*Extract to read*.
---

[Usergroups] RE: Welcome to the "Usergroups" mailing list

Alex Clark aclark at aclark.net
Tue Nov 21 21:18:37 UTC 2006


Everyone!

Just trying to keep this list alive. Looks like we have a fair number of 
subscribers (18) but only a handful have introduced themselves!

Question: 
An organization wants to host a ZPUGDC meeting in a foreign (read: possibly 
inconvenient for some but possibly more convenient for others) location.

This is a one time deal but could lead to the location being part of 
a regular rotation of meeting places.

An extremely un-scientific poll (emails to the list or me personally)
has resulted in a 50/50 split.

I plan to ask the list for a tie-breaker, but I'm just wondering 
what other UG organizers would do.

---

Saved data entries:

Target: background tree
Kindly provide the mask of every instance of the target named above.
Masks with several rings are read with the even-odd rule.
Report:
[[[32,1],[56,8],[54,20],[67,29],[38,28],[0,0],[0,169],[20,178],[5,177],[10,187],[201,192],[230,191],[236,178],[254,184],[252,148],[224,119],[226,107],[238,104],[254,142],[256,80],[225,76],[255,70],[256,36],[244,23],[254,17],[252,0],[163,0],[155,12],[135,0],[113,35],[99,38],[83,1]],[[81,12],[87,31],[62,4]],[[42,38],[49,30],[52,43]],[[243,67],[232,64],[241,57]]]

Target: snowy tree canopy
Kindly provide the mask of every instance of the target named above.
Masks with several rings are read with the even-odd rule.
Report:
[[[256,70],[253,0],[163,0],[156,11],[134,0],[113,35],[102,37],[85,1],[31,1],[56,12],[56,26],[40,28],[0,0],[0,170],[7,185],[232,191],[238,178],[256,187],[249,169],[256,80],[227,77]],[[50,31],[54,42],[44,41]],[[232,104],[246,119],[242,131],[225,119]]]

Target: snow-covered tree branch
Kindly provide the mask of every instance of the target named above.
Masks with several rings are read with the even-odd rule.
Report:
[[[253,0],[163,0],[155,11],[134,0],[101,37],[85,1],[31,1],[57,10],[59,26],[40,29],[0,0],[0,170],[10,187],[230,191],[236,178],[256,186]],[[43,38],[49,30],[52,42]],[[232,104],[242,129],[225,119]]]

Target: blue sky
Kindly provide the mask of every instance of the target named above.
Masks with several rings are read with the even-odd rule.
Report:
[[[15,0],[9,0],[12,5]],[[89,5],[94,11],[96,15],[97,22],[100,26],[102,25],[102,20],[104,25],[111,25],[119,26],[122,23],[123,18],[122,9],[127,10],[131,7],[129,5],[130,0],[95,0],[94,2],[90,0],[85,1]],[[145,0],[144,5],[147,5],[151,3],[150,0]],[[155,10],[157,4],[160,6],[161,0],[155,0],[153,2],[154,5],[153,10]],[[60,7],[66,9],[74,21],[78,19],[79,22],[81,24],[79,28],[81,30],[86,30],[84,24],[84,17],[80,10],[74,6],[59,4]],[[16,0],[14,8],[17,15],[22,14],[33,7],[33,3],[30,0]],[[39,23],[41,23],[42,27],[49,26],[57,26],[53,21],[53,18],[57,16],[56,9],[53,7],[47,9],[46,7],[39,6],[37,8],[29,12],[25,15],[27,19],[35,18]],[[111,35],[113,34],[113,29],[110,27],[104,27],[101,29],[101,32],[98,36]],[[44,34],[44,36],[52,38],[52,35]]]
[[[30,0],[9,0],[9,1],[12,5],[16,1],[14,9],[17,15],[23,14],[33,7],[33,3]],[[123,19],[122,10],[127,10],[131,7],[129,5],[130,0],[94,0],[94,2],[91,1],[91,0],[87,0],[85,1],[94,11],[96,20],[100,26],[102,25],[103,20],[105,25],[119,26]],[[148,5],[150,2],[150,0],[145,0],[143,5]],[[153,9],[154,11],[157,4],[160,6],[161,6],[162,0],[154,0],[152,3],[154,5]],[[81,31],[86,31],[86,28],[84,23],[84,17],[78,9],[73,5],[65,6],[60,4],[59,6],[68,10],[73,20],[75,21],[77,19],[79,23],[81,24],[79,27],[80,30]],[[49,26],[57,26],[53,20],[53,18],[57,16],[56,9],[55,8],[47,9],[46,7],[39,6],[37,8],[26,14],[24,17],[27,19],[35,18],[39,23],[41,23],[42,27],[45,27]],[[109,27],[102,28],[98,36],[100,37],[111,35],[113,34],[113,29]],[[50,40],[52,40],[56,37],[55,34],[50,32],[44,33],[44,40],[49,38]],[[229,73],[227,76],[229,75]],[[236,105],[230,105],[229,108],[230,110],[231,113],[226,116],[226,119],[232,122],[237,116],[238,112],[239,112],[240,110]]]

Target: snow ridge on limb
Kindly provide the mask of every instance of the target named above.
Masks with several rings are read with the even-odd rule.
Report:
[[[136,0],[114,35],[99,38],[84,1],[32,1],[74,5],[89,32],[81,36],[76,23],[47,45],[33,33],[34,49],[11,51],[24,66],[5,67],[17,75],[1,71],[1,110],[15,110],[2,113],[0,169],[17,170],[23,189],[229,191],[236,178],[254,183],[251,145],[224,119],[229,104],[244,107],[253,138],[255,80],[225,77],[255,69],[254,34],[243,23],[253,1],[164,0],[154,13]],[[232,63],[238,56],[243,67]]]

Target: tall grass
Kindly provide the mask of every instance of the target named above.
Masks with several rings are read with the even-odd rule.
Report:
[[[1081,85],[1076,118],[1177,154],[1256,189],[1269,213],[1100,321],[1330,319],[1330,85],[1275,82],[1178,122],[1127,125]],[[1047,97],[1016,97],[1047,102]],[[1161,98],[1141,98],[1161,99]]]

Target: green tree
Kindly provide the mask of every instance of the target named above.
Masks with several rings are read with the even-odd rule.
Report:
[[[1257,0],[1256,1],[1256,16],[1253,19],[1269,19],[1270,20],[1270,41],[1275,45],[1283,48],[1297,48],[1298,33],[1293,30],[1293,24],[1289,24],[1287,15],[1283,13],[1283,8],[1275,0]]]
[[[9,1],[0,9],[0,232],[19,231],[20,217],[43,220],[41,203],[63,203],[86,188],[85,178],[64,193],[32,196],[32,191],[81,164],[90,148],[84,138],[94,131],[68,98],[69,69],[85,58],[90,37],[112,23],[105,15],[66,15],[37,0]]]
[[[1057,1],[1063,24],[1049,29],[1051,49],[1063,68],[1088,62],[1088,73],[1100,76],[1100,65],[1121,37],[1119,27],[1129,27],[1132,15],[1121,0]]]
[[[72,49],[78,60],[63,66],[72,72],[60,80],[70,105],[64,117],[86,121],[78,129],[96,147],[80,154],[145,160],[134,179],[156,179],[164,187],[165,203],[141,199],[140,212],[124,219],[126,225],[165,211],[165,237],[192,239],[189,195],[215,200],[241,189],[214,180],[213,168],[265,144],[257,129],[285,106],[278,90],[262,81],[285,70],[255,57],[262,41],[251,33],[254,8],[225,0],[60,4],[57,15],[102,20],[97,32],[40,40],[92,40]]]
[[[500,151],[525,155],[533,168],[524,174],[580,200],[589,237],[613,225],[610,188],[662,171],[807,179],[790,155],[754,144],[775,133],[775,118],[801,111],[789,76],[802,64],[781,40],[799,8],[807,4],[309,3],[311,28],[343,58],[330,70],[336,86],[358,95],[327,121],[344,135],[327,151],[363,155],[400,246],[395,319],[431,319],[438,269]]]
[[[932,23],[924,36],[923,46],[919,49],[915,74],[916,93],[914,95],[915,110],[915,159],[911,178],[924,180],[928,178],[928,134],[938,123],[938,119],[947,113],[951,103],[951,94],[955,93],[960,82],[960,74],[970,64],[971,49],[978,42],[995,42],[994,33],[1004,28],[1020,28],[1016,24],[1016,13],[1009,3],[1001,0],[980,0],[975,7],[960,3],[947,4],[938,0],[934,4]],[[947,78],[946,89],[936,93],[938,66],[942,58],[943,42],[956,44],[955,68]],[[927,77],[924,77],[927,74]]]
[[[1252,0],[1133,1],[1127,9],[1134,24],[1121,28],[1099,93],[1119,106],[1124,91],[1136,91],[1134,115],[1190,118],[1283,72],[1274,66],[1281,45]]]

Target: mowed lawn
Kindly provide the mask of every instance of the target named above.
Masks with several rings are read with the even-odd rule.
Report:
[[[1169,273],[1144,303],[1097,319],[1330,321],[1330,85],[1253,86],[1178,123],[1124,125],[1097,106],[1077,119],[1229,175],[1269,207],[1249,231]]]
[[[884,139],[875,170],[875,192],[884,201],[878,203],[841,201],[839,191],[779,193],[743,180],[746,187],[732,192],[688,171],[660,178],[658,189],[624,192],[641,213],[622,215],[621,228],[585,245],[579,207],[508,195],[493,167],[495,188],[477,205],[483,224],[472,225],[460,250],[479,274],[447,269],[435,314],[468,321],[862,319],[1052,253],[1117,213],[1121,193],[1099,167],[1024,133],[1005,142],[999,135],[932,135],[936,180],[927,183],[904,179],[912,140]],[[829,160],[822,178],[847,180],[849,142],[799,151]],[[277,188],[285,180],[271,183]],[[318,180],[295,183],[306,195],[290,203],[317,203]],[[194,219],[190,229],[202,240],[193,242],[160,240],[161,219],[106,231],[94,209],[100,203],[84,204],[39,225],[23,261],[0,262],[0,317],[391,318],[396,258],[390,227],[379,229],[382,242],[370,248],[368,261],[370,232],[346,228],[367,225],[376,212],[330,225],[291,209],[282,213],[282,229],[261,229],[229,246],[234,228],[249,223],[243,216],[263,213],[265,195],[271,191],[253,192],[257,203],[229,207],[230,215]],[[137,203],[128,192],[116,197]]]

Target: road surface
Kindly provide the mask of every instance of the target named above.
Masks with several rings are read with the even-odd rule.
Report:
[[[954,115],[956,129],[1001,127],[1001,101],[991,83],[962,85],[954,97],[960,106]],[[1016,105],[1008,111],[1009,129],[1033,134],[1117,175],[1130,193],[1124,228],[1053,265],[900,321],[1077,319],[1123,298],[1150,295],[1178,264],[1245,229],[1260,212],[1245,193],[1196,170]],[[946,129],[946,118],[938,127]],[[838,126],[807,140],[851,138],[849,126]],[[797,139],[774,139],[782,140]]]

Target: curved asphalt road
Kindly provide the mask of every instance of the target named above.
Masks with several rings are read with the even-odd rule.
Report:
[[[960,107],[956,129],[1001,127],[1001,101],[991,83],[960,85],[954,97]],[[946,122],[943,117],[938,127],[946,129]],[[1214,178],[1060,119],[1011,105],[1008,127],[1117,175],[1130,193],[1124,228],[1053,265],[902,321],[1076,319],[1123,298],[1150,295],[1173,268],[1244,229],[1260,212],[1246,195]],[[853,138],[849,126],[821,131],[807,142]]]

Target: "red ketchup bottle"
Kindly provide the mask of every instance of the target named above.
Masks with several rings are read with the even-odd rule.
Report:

---

*What this exercise asks*.
1. In the mailing list post, why does the writer plan to ask the list for a tie-breaker on hosting the meeting in the new location?
2. Repeat word for word the part of the mailing list post starting at "[Usergroups] RE: Welcome" and ending at "have introduced themselves!".

*List of solutions*.
1. The writer's informal poll, made up of emails to the list or to the writer personally, ended in a 50/50 split. The writer needs a tie-breaker to settle it.

2.
[Usergroups] RE: Welcome to the "Usergroups" mailing list

Alex Clark aclark at aclark.net
Tue Nov 21 21:18:37 UTC 2006


Everyone!

Just trying to keep this list alive. Looks like we have a fair number of 
subscribers (18) but only a handful have introduced themselves!